DESCRIPTION OF THE TASK ▸ Could you transcribe the text below on hyperthermia devices for small-animal studies in full, word for word?

PASSAGE PROVIDED ▸
^^^^
External Basic Hyperthermia Devices for Preclinical Studies in Small Animals

Abstract

Preclinical studies have shown that application of mild hyperthermia (40-43 °C) is a promising adjuvant to solid tumor treatment. To improve preclinical testing, enhance reproducibility, and allow comparison of the obtained results, it is crucial to have standardization of the available methods. Reproducibility of methods in and between research groups on the same techniques is crucial to have a better prediction of the clinical outcome and to improve new treatment strategies (for instance with heat-sensitive nanoparticles). Here we provide a preclinically oriented review on the use and applicability of basic hyperthermia systems available for solid tumor thermal treatment in small animals. The complexity of these techniques ranges from a simple, low-cost water bath approach, irradiation with light or lasers, to advanced ultrasound and capacitive heating devices.

Keywords: hyperthermia; multimodal therapy; preclinical hyperthermia; small animals; standardization.

Figure 3

Illustrations of the cold light source for hyperthermia application. (A) The heat application through one or multiple flexible fiber optic light guides allows for relatively free positioning of the subcutaneous tumor location. The healthy tissue can be shielded from illumination by placement of, for instance, cotton wool; (B) the light source is placed above the target area without interference of any medium. The geometry of heat application is dependent on the width of the light beam and the distance of the light source in relation to the tumor; (C) the water-filtered infrared-A (wIRA) radiation system eliminates the presence of both IR-B and IR-C due to the water filter. This provides a light beam with a high penetration depth. Image C is adapted from Kelleher et al. and Vaupel et al. [76,90].
^^^^
ENTRIES SHOWN ▸
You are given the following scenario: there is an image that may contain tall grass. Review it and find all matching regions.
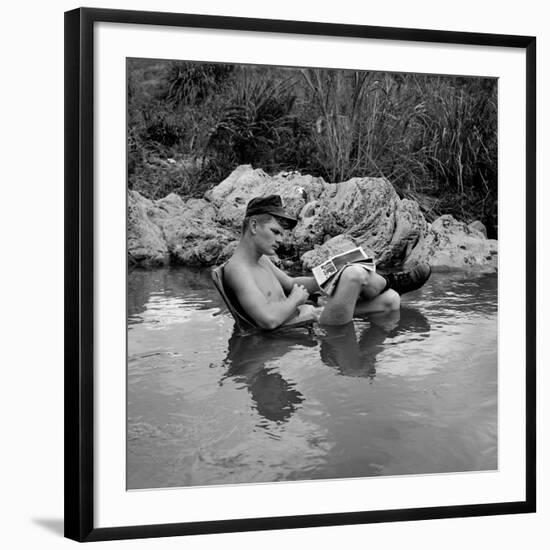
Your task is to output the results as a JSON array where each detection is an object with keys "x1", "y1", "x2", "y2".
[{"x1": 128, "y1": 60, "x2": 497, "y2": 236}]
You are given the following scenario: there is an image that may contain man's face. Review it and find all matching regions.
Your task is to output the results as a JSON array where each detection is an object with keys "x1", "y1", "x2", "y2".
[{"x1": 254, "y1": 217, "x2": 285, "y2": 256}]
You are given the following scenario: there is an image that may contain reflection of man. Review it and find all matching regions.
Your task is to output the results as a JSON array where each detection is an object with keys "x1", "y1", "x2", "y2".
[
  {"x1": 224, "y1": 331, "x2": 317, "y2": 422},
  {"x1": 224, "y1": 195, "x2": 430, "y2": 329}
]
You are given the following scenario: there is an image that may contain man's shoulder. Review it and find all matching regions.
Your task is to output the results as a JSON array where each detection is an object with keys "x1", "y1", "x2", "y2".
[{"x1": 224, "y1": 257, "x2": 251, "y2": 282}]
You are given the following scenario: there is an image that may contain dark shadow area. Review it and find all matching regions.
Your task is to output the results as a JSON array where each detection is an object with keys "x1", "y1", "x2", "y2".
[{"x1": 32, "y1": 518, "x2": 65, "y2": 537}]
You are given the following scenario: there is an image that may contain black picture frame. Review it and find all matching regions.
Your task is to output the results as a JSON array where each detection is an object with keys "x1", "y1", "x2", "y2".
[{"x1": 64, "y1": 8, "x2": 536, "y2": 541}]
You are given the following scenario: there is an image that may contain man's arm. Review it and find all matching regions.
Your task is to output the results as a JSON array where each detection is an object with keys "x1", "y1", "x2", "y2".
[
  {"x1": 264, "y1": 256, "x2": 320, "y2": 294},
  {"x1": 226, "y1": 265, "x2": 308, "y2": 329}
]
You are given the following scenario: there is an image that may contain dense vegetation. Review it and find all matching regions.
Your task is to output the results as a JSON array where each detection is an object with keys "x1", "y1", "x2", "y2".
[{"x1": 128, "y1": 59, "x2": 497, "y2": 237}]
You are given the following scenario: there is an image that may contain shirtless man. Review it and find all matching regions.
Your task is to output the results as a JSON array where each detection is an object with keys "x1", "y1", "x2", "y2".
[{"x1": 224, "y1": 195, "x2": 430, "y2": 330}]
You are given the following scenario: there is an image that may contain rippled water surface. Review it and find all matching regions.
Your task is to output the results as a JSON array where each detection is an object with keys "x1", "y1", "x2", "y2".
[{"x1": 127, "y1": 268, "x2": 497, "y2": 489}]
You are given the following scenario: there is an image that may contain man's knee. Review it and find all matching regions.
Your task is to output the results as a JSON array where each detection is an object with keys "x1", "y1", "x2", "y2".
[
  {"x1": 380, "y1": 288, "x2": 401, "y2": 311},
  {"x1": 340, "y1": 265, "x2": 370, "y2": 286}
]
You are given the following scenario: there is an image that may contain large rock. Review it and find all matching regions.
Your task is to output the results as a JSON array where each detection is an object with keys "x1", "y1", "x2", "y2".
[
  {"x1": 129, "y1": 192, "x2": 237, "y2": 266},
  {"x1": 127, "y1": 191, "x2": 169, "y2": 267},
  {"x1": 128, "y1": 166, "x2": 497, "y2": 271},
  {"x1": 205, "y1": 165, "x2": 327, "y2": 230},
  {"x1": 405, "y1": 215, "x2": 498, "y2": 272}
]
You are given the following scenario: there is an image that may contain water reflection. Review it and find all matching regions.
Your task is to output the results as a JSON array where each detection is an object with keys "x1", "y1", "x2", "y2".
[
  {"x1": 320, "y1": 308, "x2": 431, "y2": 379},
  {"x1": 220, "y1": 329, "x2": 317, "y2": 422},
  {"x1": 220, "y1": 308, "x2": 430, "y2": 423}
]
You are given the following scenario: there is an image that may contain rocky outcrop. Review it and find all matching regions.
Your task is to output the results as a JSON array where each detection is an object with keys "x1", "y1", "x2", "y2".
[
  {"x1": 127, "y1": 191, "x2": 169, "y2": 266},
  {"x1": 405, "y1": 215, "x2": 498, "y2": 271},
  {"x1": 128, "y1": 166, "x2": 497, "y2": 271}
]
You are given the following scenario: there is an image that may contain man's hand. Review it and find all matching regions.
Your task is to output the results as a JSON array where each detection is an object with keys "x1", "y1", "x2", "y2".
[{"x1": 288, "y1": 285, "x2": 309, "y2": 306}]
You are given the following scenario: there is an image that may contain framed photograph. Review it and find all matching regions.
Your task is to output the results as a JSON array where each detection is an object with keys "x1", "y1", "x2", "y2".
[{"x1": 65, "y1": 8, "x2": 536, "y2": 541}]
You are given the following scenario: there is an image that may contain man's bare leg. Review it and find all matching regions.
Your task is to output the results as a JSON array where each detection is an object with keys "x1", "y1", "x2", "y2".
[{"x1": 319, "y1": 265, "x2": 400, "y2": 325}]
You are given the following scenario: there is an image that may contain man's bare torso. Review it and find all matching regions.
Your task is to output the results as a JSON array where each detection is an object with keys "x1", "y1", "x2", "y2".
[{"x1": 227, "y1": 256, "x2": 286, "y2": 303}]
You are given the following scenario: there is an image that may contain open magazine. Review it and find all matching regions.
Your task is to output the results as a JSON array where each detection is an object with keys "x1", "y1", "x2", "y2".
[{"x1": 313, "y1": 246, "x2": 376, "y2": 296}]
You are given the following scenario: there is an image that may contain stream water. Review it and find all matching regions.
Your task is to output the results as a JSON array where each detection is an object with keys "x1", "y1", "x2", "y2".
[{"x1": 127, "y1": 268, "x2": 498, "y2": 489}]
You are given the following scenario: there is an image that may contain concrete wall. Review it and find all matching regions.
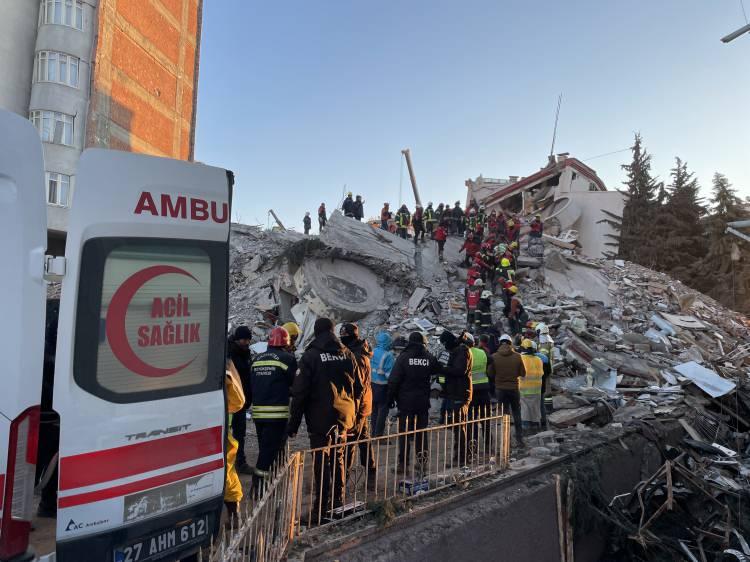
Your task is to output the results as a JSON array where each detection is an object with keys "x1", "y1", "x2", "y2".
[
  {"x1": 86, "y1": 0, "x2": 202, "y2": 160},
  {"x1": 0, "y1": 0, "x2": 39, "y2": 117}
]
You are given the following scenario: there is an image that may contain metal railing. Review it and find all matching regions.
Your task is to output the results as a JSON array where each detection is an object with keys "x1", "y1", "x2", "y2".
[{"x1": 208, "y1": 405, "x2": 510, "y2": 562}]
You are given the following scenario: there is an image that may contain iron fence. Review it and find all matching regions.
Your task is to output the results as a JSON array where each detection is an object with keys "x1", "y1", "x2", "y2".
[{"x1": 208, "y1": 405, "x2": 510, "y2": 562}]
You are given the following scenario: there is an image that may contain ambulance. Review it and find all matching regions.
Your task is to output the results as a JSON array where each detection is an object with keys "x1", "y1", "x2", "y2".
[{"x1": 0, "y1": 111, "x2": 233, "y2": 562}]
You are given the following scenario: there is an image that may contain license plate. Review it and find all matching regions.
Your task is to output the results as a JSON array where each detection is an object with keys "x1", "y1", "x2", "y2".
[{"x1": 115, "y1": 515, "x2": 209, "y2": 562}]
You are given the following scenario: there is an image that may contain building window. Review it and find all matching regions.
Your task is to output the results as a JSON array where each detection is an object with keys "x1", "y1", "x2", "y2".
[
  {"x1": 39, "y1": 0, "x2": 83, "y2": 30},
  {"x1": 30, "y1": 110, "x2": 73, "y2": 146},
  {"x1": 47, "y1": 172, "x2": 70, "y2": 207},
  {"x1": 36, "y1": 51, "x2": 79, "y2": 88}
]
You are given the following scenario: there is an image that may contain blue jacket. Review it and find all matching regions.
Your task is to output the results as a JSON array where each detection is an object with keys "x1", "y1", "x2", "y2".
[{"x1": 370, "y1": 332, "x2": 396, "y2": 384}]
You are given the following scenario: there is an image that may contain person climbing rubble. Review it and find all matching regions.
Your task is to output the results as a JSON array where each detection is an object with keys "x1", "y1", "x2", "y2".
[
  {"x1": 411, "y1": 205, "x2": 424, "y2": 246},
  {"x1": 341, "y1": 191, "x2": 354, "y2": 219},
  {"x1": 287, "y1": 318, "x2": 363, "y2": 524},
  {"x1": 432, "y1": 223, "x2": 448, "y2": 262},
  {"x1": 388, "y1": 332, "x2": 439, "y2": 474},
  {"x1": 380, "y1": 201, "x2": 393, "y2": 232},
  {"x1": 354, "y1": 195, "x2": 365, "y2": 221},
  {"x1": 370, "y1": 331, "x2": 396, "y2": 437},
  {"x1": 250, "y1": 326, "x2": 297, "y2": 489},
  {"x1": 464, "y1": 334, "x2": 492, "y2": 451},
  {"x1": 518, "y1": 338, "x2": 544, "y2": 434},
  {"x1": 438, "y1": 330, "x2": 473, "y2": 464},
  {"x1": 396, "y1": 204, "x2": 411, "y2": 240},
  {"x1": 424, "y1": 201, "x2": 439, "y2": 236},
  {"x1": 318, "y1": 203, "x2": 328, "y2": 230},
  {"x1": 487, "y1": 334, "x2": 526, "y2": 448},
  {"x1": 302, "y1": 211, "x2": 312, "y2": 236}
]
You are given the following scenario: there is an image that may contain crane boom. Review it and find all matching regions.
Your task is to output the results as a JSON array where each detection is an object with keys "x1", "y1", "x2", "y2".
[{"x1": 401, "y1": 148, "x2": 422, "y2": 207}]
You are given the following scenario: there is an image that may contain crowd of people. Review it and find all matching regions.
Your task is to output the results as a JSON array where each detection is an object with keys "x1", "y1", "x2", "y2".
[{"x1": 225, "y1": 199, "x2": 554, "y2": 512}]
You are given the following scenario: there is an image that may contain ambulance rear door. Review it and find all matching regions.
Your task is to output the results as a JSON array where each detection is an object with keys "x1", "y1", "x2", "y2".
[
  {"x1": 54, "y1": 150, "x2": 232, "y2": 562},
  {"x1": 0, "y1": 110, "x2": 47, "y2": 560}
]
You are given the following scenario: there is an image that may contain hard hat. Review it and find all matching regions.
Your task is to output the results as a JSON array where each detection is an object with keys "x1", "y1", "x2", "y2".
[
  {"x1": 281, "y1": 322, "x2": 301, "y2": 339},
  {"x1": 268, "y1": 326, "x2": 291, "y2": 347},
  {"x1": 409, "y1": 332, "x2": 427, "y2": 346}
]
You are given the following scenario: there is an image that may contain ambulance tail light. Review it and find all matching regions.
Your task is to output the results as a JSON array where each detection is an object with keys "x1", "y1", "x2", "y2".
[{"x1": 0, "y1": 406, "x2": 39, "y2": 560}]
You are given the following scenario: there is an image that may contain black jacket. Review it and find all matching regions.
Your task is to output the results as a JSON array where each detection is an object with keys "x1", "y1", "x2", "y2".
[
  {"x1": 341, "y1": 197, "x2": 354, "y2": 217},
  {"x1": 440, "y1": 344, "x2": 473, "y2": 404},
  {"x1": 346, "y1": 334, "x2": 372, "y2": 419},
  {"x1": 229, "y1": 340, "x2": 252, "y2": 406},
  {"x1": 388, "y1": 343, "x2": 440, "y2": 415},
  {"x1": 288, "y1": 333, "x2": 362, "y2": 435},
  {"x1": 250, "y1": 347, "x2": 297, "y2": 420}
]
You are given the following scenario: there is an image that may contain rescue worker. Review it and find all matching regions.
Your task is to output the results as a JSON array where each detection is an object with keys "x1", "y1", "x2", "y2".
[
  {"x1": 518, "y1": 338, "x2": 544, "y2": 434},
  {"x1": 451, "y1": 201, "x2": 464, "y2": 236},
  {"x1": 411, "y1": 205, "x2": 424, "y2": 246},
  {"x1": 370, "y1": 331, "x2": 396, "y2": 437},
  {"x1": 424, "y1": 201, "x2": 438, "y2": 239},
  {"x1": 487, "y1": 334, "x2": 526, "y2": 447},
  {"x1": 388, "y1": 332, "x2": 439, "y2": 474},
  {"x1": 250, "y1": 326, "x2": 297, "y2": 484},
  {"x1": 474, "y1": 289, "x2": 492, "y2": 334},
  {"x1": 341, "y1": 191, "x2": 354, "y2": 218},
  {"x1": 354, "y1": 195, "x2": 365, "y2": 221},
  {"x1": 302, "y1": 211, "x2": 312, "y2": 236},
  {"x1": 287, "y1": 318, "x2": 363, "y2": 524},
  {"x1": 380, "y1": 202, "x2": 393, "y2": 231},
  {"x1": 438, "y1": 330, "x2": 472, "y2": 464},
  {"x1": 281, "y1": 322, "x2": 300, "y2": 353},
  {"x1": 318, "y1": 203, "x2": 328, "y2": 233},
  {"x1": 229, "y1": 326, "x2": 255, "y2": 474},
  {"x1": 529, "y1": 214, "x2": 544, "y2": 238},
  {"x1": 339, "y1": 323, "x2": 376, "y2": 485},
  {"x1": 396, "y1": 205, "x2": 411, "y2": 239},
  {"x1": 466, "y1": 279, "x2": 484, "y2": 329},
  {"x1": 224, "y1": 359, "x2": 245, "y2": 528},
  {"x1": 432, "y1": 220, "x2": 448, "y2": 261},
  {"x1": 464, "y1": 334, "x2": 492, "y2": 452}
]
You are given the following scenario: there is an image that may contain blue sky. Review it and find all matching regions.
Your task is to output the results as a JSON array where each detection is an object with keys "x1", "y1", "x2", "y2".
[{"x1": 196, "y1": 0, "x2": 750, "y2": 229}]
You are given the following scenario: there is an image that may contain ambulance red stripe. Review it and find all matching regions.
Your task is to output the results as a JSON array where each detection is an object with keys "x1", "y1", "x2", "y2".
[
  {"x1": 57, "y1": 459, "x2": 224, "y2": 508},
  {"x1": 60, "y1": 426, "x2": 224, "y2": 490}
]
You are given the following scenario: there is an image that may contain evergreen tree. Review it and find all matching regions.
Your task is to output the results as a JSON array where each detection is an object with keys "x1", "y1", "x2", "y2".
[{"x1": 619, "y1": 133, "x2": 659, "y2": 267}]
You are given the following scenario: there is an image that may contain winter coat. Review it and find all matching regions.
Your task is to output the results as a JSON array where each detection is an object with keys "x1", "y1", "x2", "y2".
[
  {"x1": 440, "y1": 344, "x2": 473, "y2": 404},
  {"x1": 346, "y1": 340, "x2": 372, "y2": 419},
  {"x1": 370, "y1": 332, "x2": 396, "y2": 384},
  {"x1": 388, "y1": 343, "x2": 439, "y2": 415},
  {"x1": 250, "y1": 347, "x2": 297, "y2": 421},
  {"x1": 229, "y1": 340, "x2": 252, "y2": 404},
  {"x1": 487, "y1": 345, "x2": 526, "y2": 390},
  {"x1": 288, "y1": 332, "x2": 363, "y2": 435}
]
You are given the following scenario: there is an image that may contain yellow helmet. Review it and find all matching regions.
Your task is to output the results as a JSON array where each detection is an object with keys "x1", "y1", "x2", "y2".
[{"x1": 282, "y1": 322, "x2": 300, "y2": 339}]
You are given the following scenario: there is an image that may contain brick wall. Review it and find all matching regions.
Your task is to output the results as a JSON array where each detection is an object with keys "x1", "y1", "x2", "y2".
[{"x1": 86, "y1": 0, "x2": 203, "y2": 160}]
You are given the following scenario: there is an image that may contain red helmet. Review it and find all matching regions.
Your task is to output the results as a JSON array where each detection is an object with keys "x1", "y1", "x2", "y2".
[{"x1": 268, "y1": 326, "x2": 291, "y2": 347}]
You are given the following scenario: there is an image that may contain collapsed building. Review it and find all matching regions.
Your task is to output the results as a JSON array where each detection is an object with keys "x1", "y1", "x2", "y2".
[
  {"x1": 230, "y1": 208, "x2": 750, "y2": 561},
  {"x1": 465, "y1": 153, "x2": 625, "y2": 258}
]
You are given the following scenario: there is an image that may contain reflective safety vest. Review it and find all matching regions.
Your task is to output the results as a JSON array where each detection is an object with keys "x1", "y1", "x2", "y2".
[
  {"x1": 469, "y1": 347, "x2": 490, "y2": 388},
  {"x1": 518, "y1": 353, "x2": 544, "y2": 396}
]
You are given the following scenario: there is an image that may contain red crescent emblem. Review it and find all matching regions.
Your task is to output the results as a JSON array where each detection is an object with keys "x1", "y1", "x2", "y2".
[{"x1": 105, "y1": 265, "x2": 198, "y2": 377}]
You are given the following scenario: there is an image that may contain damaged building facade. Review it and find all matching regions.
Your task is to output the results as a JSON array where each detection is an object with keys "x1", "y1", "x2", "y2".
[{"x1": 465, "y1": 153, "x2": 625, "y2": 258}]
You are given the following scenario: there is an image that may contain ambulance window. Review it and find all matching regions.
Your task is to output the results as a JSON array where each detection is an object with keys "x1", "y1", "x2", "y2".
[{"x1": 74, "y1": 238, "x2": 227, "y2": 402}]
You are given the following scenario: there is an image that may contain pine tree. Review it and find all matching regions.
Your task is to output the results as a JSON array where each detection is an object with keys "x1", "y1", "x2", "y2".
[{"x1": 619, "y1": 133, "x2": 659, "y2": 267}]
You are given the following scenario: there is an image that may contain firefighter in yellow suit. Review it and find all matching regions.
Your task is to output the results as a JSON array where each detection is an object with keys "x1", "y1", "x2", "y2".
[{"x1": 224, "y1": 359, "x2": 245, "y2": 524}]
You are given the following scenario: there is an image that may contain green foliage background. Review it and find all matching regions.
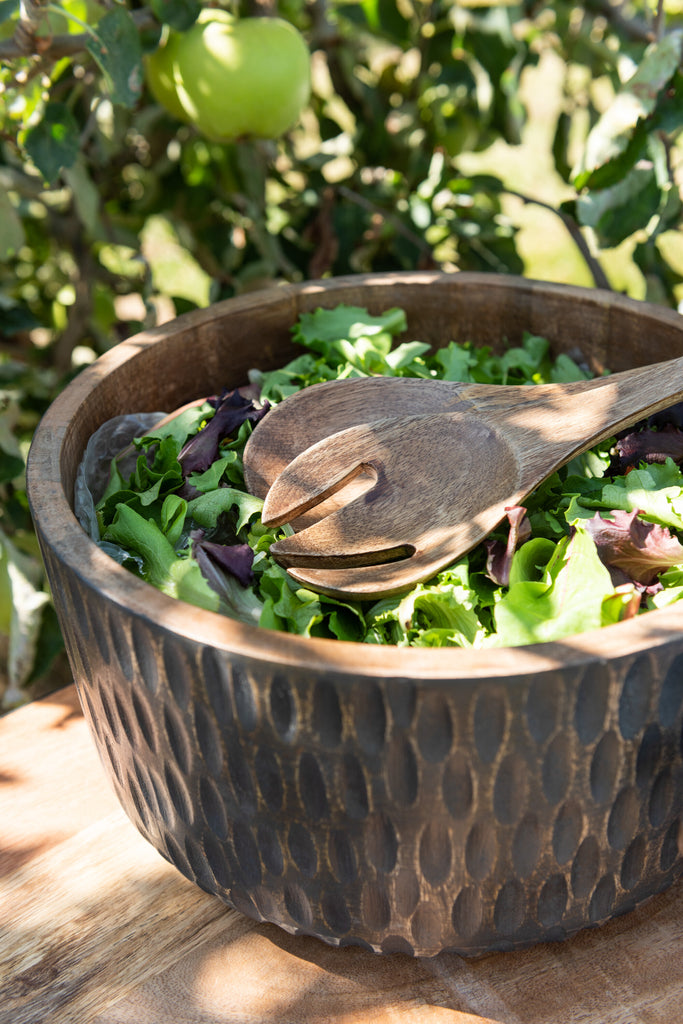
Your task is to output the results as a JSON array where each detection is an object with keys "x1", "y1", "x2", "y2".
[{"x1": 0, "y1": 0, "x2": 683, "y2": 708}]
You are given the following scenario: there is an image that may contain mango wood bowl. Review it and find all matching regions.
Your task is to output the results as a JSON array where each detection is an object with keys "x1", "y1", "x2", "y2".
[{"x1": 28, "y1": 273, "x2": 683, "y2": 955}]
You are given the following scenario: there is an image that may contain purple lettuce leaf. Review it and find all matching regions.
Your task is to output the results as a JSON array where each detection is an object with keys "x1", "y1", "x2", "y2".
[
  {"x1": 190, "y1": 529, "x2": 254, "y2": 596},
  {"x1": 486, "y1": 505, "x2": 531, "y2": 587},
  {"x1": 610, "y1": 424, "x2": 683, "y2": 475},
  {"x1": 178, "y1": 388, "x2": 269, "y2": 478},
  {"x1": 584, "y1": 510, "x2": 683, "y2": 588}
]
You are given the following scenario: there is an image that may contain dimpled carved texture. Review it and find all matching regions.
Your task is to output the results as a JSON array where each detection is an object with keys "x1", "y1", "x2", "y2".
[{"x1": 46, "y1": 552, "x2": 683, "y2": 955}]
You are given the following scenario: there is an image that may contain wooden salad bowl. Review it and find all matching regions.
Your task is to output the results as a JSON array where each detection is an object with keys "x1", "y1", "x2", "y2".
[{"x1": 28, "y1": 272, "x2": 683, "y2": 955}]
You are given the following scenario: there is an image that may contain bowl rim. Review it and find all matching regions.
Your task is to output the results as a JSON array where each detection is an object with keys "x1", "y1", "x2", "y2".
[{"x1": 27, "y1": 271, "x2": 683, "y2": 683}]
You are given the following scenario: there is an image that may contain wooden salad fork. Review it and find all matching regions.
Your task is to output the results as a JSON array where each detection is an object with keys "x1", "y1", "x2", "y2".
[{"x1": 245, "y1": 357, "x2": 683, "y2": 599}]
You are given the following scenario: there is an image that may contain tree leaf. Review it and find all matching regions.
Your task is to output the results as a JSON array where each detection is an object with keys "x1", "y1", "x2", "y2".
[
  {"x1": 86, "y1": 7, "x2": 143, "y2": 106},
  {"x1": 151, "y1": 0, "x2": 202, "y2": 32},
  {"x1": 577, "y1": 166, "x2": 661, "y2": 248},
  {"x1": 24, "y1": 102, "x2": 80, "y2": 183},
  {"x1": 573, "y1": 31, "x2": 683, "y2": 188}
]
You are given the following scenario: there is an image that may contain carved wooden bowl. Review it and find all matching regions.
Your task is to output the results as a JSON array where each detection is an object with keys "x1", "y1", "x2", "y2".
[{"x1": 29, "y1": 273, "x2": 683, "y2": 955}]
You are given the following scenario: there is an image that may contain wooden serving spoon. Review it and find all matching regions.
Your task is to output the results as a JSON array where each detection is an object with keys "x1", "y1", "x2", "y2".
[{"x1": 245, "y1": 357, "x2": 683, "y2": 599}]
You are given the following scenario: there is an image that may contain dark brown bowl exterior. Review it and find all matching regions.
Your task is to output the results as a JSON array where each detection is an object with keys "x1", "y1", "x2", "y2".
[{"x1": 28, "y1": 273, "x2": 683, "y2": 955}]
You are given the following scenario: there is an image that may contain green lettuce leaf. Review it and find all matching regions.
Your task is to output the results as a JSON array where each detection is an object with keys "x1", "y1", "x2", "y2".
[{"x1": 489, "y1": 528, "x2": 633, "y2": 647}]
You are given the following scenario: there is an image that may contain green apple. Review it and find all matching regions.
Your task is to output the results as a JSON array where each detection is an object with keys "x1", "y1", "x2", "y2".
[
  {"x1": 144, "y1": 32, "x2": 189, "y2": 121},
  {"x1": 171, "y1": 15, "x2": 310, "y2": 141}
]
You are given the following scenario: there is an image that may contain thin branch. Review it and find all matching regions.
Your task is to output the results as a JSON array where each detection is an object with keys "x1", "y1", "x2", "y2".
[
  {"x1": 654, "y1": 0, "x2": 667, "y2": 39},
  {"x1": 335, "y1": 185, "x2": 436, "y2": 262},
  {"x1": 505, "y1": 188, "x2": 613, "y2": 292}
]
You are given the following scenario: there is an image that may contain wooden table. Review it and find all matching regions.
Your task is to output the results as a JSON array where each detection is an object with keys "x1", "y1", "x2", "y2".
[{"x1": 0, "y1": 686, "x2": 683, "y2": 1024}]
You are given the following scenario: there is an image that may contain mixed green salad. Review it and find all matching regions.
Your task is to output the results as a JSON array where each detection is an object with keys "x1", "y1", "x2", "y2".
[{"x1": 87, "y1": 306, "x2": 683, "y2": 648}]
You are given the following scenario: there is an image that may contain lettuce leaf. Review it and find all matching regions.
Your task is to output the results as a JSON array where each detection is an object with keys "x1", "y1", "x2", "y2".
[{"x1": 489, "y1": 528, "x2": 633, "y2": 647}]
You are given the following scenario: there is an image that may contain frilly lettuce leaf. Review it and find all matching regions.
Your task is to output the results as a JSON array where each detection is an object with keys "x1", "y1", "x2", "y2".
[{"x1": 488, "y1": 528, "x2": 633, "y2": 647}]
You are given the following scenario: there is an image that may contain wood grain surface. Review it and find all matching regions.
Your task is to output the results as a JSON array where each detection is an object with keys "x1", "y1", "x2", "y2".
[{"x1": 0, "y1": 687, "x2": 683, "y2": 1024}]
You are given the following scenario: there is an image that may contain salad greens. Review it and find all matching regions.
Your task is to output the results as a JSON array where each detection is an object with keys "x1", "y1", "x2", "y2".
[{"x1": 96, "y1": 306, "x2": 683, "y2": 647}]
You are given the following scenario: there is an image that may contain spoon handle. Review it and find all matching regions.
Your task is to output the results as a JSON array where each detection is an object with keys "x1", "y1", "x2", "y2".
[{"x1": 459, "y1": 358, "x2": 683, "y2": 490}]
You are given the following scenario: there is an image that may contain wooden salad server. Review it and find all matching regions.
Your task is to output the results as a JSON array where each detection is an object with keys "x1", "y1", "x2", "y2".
^^^^
RESULT OF THIS TASK ▸
External Basic Hyperthermia Devices for Preclinical Studies in Small Animals

Abstract

Preclinical studies have shown that application of mild hyperthermia (40-43 °C) is a promising adjuvant to solid tumor treatment. To improve preclinical testing, enhance reproducibility, and allow comparison of the obtained results, it is crucial to have standardization of the available methods. Reproducibility of methods in and between research groups on the same techniques is crucial to have a better prediction of the clinical outcome and to improve new treatment strategies (for instance with heat-sensitive nanoparticles). Here we provide a preclinically oriented review on the use and applicability of basic hyperthermia systems available for solid tumor thermal treatment in small animals. The complexity of these techniques ranges from a simple, low-cost water bath approach, irradiation with light or lasers, to advanced ultrasound and capacitive heating devices.

Keywords: hyperthermia; multimodal therapy; preclinical hyperthermia; small animals; standardization.

Figure 3

Illustrations of the cold light source for hyperthermia application. (A) The heat application through one or multiple flexible fiber optic light guides allows for relatively free positioning of the subcutaneous tumor location. The healthy tissue can be shielded from illumination by placement of, for instance, cotton wool; (B) the light source is placed above the target area without interference of any medium. The geometry of heat application is dependent on the width of the light beam and the distance of the light source in relation to the tumor; (C) the water-filtered infrared-A (wIRA) radiation system eliminates the presence of both IR-B and IR-C due to the water filter. This provides a light beam with a high penetration depth. Image C is adapted from Kelleher et al. and Vaupel et al. [76,90].